◆ Task to complete ◆
Where a line of the data holds the word "target", copy that line.

(Collected data entries)
----------------
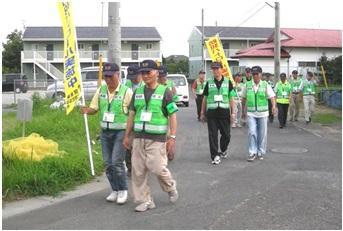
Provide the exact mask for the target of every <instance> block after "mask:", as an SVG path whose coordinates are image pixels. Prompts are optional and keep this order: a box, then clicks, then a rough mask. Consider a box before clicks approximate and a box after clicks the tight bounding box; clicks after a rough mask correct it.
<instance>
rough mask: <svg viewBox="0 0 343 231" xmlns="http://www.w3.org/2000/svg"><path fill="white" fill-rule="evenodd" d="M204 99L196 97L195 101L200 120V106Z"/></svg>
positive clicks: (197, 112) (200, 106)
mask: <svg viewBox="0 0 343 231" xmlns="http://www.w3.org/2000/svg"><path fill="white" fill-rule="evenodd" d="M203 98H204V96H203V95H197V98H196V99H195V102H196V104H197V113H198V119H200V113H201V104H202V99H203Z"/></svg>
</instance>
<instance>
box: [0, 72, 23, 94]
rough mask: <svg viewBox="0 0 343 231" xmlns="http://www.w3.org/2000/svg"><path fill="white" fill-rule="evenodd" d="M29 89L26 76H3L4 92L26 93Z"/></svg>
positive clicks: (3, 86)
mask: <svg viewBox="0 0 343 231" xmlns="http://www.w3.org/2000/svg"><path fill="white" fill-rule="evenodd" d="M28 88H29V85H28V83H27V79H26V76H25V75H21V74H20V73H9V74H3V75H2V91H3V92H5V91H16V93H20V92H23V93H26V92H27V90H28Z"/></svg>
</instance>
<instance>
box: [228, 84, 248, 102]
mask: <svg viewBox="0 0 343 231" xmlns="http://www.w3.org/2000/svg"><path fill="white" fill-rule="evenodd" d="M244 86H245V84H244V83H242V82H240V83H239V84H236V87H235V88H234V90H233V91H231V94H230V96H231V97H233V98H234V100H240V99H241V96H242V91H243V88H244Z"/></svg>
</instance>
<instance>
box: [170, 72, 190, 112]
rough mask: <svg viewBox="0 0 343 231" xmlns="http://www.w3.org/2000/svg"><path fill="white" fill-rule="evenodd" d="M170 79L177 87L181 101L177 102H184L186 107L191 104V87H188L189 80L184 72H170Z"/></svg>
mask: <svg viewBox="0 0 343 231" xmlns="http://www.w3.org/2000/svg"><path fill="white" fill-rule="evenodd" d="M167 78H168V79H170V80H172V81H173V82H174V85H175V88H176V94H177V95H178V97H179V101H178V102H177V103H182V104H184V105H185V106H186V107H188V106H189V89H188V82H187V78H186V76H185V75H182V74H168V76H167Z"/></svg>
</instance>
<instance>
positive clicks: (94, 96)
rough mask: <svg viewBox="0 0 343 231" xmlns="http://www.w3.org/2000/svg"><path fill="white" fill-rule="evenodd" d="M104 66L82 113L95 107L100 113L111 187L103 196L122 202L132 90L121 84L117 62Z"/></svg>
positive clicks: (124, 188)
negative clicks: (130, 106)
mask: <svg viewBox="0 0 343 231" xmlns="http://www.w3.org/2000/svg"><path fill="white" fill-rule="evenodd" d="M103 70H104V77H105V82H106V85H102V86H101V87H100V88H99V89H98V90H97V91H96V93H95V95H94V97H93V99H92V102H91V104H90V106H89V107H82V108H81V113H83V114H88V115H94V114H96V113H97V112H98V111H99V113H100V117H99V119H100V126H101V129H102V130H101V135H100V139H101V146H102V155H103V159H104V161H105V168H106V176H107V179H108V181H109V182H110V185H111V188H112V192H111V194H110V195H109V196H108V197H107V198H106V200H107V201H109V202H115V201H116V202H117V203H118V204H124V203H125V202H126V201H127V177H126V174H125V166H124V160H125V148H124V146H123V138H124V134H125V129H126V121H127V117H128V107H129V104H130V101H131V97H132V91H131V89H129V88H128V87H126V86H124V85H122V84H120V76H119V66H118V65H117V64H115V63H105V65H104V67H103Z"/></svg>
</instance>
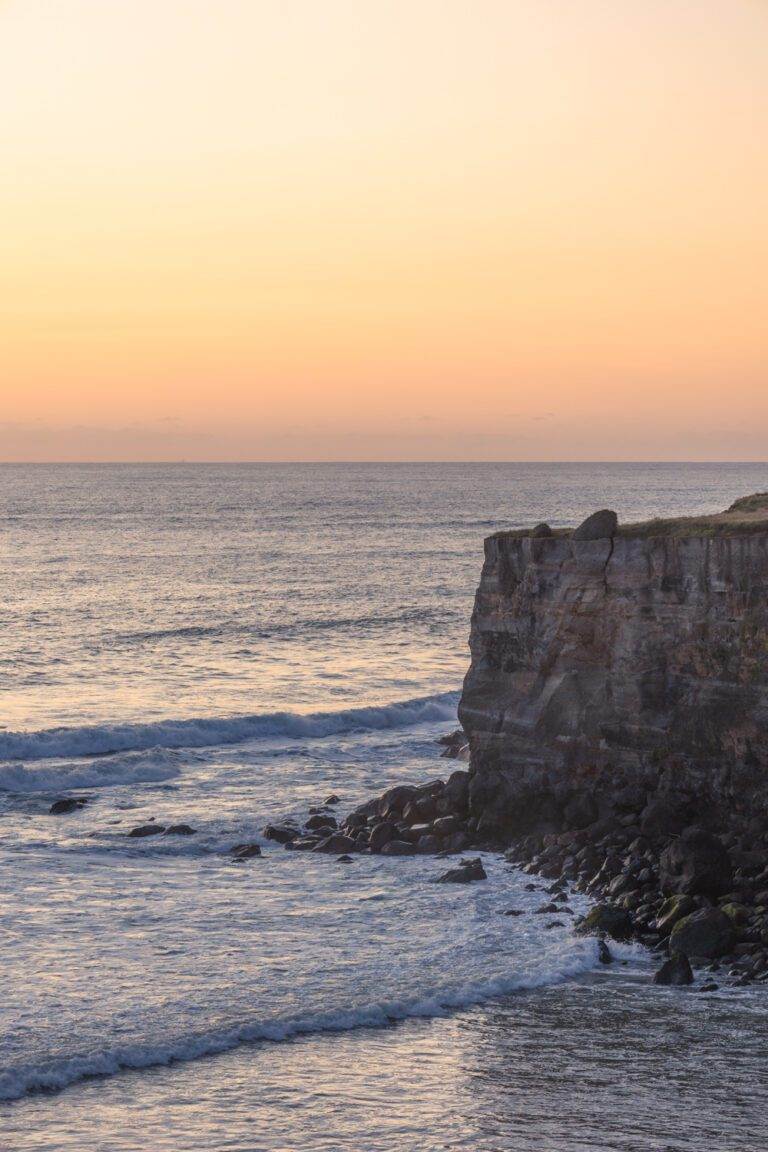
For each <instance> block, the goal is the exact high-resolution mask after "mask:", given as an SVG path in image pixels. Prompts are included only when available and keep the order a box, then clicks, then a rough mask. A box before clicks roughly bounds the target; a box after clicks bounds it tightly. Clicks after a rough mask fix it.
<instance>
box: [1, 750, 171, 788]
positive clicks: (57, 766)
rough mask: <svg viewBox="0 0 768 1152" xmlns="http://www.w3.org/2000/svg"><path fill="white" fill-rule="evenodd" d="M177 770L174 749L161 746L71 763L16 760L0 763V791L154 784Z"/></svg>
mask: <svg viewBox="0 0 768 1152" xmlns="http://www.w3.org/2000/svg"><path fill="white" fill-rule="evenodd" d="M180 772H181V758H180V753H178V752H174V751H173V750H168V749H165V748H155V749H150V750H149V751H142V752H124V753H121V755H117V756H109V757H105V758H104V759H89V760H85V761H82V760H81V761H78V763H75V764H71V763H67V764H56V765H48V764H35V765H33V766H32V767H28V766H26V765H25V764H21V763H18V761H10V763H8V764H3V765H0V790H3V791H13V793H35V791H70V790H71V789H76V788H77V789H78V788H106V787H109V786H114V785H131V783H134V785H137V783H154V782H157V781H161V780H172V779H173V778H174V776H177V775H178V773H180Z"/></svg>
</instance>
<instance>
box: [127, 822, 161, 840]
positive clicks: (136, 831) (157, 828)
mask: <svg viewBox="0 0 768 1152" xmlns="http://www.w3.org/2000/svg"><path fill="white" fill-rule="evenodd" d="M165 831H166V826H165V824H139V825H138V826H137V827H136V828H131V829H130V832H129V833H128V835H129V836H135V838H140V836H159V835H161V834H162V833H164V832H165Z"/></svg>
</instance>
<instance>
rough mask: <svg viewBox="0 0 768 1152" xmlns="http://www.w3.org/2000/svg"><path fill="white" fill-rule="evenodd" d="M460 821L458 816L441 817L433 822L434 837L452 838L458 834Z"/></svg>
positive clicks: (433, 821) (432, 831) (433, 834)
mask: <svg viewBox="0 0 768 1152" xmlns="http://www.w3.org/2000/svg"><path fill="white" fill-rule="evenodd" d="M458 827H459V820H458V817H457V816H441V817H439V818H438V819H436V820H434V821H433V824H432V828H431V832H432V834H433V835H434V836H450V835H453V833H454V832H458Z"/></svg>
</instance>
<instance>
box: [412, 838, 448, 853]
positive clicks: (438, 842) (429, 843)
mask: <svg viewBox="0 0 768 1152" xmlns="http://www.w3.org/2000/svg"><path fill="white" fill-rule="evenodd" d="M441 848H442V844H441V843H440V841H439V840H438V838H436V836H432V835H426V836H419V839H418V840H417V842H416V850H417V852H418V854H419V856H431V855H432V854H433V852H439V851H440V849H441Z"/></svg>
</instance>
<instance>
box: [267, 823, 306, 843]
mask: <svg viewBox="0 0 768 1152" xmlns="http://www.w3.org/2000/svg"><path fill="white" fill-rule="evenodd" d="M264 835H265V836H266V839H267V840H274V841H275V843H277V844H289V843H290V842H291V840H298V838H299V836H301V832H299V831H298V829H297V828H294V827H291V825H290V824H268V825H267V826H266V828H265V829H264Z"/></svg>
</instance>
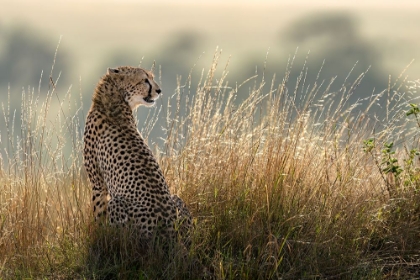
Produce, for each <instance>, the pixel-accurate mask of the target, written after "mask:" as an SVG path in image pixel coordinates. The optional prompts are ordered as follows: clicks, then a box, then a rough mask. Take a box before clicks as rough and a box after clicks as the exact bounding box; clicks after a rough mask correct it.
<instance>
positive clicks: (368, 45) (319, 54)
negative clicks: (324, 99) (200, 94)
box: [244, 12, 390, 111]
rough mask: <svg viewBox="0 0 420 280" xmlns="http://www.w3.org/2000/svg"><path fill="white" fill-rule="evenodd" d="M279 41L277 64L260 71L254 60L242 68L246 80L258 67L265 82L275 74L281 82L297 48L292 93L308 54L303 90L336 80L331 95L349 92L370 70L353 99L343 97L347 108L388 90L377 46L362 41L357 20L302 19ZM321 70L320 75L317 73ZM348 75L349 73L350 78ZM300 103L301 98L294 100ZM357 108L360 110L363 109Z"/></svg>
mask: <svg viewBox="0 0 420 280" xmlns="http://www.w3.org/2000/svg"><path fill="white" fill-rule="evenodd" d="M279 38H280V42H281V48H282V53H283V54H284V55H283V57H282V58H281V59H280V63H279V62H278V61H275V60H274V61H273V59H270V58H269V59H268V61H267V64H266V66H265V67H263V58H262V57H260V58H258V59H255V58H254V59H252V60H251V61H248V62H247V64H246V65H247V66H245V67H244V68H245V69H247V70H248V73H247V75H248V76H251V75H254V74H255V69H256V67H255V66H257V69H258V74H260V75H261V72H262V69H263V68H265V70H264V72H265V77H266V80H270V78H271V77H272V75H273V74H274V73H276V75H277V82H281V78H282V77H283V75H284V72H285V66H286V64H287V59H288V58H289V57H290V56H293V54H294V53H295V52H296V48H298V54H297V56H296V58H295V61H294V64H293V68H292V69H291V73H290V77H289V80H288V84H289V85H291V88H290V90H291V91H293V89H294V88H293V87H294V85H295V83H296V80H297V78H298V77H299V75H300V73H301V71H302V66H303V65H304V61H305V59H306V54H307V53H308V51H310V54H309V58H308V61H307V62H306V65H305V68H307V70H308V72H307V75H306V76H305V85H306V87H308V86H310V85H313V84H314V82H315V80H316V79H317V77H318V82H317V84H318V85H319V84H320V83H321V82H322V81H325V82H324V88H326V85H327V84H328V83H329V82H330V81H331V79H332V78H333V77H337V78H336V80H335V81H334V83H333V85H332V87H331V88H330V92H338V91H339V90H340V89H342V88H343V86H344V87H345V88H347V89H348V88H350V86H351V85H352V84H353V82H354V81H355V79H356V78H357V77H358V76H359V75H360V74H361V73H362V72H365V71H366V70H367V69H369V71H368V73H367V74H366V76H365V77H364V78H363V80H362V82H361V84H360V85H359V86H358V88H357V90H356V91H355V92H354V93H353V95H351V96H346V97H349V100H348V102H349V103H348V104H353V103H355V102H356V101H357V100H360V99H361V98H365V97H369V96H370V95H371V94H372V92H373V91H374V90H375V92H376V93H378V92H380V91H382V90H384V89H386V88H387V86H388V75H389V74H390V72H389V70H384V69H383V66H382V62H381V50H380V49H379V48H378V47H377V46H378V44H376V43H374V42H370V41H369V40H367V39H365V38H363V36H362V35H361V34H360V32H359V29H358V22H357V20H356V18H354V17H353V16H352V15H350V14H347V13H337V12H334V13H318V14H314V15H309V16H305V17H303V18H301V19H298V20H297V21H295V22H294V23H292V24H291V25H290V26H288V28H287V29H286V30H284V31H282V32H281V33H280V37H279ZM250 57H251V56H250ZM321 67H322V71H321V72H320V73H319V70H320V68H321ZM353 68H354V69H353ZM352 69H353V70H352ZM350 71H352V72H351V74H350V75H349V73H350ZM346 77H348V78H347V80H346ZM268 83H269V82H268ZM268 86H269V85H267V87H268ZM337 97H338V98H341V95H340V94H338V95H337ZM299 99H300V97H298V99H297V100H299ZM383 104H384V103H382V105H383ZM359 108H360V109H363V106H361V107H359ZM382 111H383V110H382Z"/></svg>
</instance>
----------------
◆ Reply to the exercise ◆
Provide the exact mask for the target of every <instance> block after "mask:", as an SVG path whose coordinates are image pixels. Prompts are optional and keep this order: a box, then clicks, then a rough mask. Consider a box before clicks approximate and a box after clicks the tight bounding box; clicks after a rough mask correct it.
For each <instance> block, the goal is the exact high-resolution mask after "mask:", given as an SVG path in image pixels. Prompts are included only when available and keep the order a box, then clicks, then a rough mask. A box before clicks roughly bounds the target; a box after clicks bounds it tightly. Clicks after a rough mask fix it.
Produce, for each <instance>, the pixel-accurate mask of the target, written after "mask:" as an SVG path in image pixel coordinates. The optional prompts are ordered as follows: clicks, then a box, then a rough mask. Take a box before clicks as rough and a box after clicks as the exact bounding box; clicks after a rough mask correct it.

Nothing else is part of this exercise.